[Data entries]
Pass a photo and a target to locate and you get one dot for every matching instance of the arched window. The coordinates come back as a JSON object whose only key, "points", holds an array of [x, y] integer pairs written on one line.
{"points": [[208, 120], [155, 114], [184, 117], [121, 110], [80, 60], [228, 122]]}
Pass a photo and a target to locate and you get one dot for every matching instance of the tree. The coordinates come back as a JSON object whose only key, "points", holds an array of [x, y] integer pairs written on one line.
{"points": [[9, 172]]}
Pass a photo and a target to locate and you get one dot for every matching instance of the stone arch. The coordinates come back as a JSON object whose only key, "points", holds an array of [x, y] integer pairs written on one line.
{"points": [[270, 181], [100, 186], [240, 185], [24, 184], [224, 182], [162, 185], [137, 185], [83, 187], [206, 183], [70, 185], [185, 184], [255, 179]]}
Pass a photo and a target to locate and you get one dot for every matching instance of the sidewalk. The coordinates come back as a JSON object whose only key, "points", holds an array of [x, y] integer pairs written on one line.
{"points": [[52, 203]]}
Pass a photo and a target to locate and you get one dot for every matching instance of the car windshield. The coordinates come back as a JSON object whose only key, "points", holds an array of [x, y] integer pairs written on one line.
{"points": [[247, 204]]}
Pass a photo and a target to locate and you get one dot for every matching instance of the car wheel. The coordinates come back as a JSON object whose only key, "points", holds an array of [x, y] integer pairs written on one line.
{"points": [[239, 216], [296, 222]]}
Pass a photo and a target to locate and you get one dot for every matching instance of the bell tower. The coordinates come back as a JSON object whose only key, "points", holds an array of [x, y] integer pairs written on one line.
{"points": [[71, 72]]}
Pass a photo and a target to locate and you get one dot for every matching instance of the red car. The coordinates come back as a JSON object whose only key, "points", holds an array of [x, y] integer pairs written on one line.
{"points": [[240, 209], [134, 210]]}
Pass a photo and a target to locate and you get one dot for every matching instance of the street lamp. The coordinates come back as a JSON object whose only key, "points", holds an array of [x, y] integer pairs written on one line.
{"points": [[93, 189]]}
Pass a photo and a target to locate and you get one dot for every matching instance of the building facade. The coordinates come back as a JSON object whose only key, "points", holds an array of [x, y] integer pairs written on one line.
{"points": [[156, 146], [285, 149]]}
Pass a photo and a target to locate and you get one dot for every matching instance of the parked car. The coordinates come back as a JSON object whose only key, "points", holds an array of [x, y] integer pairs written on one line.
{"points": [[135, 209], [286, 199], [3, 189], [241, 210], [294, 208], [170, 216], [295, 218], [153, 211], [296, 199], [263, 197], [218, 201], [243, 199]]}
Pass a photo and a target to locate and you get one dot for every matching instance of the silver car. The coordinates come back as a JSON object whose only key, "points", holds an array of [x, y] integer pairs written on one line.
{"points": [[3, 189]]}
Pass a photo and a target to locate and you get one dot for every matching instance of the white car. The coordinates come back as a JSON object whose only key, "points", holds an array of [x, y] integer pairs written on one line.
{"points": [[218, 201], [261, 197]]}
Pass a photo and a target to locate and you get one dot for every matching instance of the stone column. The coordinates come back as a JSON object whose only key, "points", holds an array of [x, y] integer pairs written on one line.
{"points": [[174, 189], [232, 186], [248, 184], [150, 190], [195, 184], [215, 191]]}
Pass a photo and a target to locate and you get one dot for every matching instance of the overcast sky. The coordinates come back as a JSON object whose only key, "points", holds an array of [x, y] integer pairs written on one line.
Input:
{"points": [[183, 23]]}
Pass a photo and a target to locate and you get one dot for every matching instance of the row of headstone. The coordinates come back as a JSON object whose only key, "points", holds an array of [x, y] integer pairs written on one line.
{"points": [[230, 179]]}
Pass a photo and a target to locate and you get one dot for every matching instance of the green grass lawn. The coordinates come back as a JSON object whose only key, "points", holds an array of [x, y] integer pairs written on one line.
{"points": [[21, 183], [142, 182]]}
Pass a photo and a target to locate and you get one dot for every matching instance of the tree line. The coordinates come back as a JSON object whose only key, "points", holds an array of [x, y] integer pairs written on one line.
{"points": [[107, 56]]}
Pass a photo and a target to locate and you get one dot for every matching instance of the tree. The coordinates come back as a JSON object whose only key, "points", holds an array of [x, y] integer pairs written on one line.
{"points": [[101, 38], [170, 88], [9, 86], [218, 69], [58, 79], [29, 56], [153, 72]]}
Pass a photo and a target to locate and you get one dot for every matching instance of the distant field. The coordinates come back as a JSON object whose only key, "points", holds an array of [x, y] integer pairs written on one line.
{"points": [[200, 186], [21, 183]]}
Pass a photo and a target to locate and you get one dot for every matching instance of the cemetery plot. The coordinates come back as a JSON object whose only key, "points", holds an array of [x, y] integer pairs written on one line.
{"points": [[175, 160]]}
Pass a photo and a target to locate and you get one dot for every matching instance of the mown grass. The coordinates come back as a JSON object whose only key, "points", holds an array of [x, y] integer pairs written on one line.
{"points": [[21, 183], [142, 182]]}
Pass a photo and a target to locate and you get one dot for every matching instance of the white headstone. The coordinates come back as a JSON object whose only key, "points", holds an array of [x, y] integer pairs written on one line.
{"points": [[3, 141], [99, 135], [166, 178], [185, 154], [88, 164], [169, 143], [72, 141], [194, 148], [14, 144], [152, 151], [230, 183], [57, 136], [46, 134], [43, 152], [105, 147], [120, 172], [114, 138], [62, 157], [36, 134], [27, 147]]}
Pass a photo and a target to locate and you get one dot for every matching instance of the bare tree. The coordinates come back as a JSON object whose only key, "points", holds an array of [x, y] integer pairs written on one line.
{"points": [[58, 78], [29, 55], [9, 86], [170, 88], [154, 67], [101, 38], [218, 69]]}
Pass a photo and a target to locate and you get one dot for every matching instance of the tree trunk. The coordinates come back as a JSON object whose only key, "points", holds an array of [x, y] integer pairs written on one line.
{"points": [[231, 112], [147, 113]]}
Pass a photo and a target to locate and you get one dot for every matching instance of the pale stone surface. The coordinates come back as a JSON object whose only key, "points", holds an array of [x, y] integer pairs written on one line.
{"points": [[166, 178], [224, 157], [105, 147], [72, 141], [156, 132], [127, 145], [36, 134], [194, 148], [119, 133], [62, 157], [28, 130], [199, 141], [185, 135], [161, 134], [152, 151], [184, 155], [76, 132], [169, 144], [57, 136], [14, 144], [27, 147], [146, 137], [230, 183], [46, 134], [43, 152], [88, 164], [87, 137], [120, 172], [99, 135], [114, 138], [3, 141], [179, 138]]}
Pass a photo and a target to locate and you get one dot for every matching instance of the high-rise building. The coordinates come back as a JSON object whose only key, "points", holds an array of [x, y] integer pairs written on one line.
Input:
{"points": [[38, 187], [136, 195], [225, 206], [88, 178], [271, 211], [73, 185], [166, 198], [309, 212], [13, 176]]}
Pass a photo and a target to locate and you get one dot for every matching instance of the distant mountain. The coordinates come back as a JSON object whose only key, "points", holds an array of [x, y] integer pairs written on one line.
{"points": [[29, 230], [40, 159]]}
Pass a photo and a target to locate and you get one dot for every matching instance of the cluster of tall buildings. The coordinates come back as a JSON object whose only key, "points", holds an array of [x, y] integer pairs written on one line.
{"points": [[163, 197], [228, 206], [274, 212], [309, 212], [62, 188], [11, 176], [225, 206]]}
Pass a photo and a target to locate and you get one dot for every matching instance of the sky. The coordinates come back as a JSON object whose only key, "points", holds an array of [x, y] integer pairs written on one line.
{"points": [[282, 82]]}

Stated goal |
Reproduce all of the material above, line for line and unchanged.

Solution |
Pass a photo and a target to locate and you get one dot for every matching instance of the arched window. The coordinates come back as a JSON object whose only key, "points", holds an array of [x, y] integer pairs written on one line.
{"points": [[208, 120], [155, 114], [184, 117], [121, 110], [80, 60], [228, 122]]}
Pass a photo and a target to locate and you get one dot for every matching instance of the tree. The coordinates come back as a JSON object whose only key, "points", holds an array of [x, y] integer pairs written on one line.
{"points": [[9, 172]]}
Pass a photo and a target to locate and you get one dot for every matching instance of the stone arch. The coordinates come back as a JSON object whose only key, "points", holds an array of [x, y] integer pairs written on one line.
{"points": [[270, 181], [100, 186], [240, 185], [24, 184], [224, 182], [162, 185], [137, 185], [83, 187], [206, 183], [70, 185], [185, 184], [255, 179]]}
Pass a photo and a target to locate and you get one dot for every matching instance of the sidewalk. The coordinates come back as a JSON object whose only key, "points", holds an array of [x, y] integer pairs written on one line.
{"points": [[52, 203]]}
Pass a photo and a target to locate and you get one dot for every matching instance of the car windshield. The coordinates come back as a JSON object whose only key, "points", holds an array of [x, y] integer pairs written on one line.
{"points": [[247, 204]]}
Pass a photo and a target to locate and you get one dot for every matching instance of the car wheel. The coordinates come back as a JSON object whose only key, "points", holds an array of [x, y] integer pairs written on one line.
{"points": [[239, 216], [296, 222]]}
Pass a photo and a target to locate and you get one dot for every matching instance of the bell tower. The coordinates come back as a JSON object whose only key, "points", holds an array of [x, y] integer pairs written on one line.
{"points": [[71, 72]]}
Pass a photo and a target to locate and you get one dot for every matching instance of the red car. The coordinates come back as a JSON object whose only key, "points", holds an array of [x, y] integer pairs written on one line.
{"points": [[240, 209], [134, 210]]}
Pass a photo and a target to locate and you get one dot for every matching instance of the street lamp. The coordinates come back as a JSON object whose only key, "points", holds an array of [x, y] integer pairs written on one line.
{"points": [[93, 189]]}
Pass a photo and a target to locate and you get one dot for every matching instance of the building facade. The coordinates come back as a JSON object whose only key, "points", holds an array of [x, y] integer pairs written on one line.
{"points": [[156, 146], [285, 149]]}
Pass a photo and a target to locate and you get one dot for every matching instance of the parked car. The coordinates come back as a JSON object whose only key, "points", holds an array of [x, y] integer pairs written on one line.
{"points": [[135, 209], [286, 199], [3, 189], [241, 210], [294, 208], [170, 216], [295, 218], [153, 211], [296, 199], [263, 197], [218, 201], [243, 199]]}
Pass a photo and a target to locate and you get one dot for every matching instance of the silver car. The coordinates come back as a JSON object whose only key, "points", holds an array of [x, y] integer pairs written on one line.
{"points": [[3, 189]]}
Pass a photo and a target to locate and you get one dot for every matching instance of the white car. The coordinates come back as a JSON object whose only key, "points", holds an array of [x, y] integer pairs written on one line.
{"points": [[218, 201], [261, 197]]}
Pass a photo and a target to locate and you get one dot for every matching instance of the stone column. The coordinates come back as a JSON object whose only key, "points", holds an array of [x, y] integer pairs written on one line.
{"points": [[174, 189], [232, 186], [248, 184], [150, 190], [195, 184], [215, 191]]}
Pass a photo and a target to locate and you get one dot for every matching instance of the overcast sky. The coordinates come back as a JSON object whose only key, "points", holds an array of [x, y] integer pairs written on one line.
Input:
{"points": [[183, 23]]}
Pass a photo and a target to locate and you get one dot for every matching instance of the row of headstone. The coordinates come back as a JSON object whose only key, "points", holds an array of [x, y] integer pairs written on one line.
{"points": [[230, 179]]}
Pass a photo and a target to locate and you get one dot for every matching instance of the green grass lawn. The coordinates come back as a JSON object whose only key, "points", holds an array of [x, y] integer pairs written on one line.
{"points": [[21, 183], [142, 182]]}
Pass a photo and a target to locate and you get one dot for every matching instance of the tree line. The coordinates come back as a JSON object whose only key, "points", holds an array of [x, y] integer pairs written on one line.
{"points": [[107, 56]]}
Pass a photo and a target to locate and you get one dot for every matching instance of the tree. The coordinates come back as a JSON object whose only key, "points", holds an array of [x, y] integer pairs written on one line.
{"points": [[101, 38], [170, 88], [9, 86], [218, 69], [58, 79], [29, 56], [153, 72]]}
Pass a photo and a target to locate and you get one dot for every matching instance of the distant field. The coordinates come back as a JSON object whose only key, "points", holds an array of [x, y] integer pairs written on one line.
{"points": [[200, 186], [21, 183]]}
Pass a photo and a target to locate and you get one dot for every matching instance of the cemetery plot. The coordinates come back as a JSON object whose only key, "points", holds an array of [x, y] integer pairs written on one line.
{"points": [[175, 160]]}
Pass a photo and a target to locate and you get one dot for every matching instance of the mown grass. The coordinates come back as a JSON object whose only key, "points", holds an array of [x, y] integer pairs written on one line.
{"points": [[21, 183], [142, 182]]}
Pass a photo and a target to locate and you get one dot for every matching instance of the white headstone. The coordinates come back as a JSON object whose only key, "points", holds an array of [x, y] integer pairs written on one line.
{"points": [[3, 141], [99, 135], [166, 178], [185, 154], [88, 164], [169, 143], [72, 141], [194, 148], [14, 144], [152, 151], [230, 183], [57, 136], [46, 134], [43, 152], [105, 147], [120, 172], [114, 138], [62, 157], [36, 134], [27, 147]]}
Pass a photo and a target to locate and you get one dot for every matching instance of the bare tree. The coordinates come back as a JSON object whose only key, "points", holds an array of [x, y] integer pairs written on one line.
{"points": [[58, 78], [29, 55], [9, 86], [170, 88], [154, 67], [101, 38], [218, 69]]}
Pass a photo and a target to locate and you get one dot for every matching instance of the tree trunk. The coordinates come back as a JSON object whose only key, "points", holds an array of [x, y] integer pairs written on one line.
{"points": [[231, 112], [147, 113]]}
Pass a photo and a target to locate and you get one dot for every matching instance of the pale stone surface. The coordinates come back as a JSON object whose only key, "points", holds an array of [x, y] integer pairs written on one line.
{"points": [[166, 178], [224, 157], [105, 147], [72, 141], [156, 132], [127, 145], [36, 134], [194, 148], [119, 133], [62, 157], [28, 130], [199, 141], [185, 135], [161, 134], [152, 151], [184, 155], [76, 132], [169, 144], [57, 136], [14, 144], [27, 147], [146, 137], [230, 183], [46, 134], [43, 152], [88, 164], [87, 137], [120, 172], [99, 135], [114, 138], [3, 141], [179, 138]]}
Pass a photo and a target to locate and you get one dot for every matching instance of the high-rise building. The coordinates come back as a JSON object whose only key, "points", holds an array of [x, y] integer pairs written on one line.
Input:
{"points": [[38, 187], [136, 195], [225, 206], [88, 178], [271, 211], [73, 185], [166, 198], [309, 212], [13, 176]]}
Pass a photo and a target to locate and you get one dot for every matching instance of the distant mountain. The coordinates come back as a JSON object whose only key, "points", holds an array of [x, y] integer pairs written on one line.
{"points": [[29, 230], [40, 159]]}
Pass a photo and a target to locate and you get one dot for every matching instance of the cluster of tall buildings. The coordinates come back as a JSON object whose only key, "points", holds an array of [x, y] integer pairs written on one line.
{"points": [[163, 197], [228, 206], [274, 212], [309, 212], [62, 188], [11, 176], [225, 206]]}
Pass a photo and a target to locate and you get one dot for every matching instance of the sky. The coordinates come back as a JSON object whose only key, "points", holds an array of [x, y] integer pairs written on one line.
{"points": [[282, 82]]}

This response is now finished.